### Task requirements
In the listing below, find every line that contains the word "black" and copy each of those lines.

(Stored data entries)
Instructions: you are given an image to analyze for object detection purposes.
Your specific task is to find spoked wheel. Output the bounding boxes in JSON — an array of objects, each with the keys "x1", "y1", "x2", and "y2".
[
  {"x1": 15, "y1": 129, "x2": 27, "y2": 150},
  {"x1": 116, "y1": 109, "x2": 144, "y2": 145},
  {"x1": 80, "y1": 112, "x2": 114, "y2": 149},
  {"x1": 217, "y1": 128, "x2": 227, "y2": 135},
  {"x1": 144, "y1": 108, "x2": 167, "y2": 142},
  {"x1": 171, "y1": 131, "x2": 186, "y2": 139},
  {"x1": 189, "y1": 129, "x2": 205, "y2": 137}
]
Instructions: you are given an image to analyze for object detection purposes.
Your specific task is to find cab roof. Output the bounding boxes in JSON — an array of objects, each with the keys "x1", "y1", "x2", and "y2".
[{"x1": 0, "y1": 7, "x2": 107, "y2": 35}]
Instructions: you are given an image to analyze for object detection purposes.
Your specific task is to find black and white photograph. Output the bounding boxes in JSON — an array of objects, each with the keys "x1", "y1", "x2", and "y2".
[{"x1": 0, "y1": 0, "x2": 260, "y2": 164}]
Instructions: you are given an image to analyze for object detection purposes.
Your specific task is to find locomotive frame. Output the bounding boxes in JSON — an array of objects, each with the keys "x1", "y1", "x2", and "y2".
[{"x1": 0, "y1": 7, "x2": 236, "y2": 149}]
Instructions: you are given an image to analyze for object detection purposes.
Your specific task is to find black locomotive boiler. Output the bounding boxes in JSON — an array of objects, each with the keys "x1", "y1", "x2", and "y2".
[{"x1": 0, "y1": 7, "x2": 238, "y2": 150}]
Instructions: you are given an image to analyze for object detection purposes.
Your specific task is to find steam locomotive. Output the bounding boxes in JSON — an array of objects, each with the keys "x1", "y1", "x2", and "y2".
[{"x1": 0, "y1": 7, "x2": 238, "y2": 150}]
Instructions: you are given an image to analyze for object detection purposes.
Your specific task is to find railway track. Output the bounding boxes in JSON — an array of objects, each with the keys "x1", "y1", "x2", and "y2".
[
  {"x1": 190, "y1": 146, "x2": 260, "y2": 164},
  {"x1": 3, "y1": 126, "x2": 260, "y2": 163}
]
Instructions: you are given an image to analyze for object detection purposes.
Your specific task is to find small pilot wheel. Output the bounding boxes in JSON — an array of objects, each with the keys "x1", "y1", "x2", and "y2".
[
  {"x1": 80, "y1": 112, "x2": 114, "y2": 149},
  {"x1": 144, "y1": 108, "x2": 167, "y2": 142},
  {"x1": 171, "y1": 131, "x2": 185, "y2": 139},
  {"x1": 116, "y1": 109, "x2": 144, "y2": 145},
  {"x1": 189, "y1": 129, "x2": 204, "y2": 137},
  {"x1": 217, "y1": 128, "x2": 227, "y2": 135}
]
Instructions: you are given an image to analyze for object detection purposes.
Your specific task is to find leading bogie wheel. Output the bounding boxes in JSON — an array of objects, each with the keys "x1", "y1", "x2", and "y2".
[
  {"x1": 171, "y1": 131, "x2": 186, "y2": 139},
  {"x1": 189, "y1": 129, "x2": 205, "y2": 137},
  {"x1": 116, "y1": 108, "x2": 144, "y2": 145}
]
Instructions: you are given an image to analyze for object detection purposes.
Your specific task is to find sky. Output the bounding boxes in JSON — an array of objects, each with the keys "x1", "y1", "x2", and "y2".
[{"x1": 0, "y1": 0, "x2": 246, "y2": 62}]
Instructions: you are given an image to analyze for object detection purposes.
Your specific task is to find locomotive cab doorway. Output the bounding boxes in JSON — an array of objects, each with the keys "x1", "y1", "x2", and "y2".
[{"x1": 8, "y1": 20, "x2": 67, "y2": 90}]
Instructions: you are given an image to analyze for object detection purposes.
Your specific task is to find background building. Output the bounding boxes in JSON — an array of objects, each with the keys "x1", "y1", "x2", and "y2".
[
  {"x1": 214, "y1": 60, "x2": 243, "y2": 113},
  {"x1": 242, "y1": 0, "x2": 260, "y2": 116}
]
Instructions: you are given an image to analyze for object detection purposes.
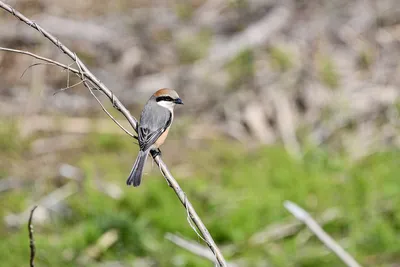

### Final answer
Your specific task is to find black and white photograph. Output the bounding boxes in JSON — an array of objects, each with the keys "x1", "y1", "x2", and "y2".
Your specific task is to find black locomotive boiler. Output the bounding boxes in JSON — an array of objects, each with the keys "x1", "y1", "x2", and "y2".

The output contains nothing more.